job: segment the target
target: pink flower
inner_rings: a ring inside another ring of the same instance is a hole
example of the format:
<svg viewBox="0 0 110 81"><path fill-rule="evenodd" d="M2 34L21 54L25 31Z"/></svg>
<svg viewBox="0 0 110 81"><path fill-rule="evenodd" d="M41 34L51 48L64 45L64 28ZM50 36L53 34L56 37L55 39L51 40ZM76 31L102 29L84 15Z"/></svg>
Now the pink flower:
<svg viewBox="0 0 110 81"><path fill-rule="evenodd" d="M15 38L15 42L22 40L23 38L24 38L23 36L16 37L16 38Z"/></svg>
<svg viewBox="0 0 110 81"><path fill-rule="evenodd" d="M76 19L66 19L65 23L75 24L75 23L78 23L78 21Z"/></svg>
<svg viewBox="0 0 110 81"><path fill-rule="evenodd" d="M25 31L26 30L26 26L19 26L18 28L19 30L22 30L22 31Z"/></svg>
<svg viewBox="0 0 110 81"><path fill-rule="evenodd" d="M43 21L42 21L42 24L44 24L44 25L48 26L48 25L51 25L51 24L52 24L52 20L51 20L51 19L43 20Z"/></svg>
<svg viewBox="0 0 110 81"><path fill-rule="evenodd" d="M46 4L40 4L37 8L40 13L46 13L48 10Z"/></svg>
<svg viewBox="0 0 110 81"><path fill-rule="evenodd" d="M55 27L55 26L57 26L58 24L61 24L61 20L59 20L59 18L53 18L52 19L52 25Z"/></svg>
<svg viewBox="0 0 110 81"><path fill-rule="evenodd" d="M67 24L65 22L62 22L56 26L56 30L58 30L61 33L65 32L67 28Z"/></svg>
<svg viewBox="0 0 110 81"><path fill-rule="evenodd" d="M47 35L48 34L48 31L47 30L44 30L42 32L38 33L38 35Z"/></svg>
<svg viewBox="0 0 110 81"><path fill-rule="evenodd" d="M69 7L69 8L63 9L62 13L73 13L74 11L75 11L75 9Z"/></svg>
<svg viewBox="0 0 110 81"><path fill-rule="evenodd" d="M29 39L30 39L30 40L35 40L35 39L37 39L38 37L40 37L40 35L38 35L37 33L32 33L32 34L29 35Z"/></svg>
——
• _Instructions for the task_: Report each line of the entries above that contains the word "target". Only matches with the same uppercase and lowercase letters count.

• _Expected output_:
job: segment the target
target: pink flower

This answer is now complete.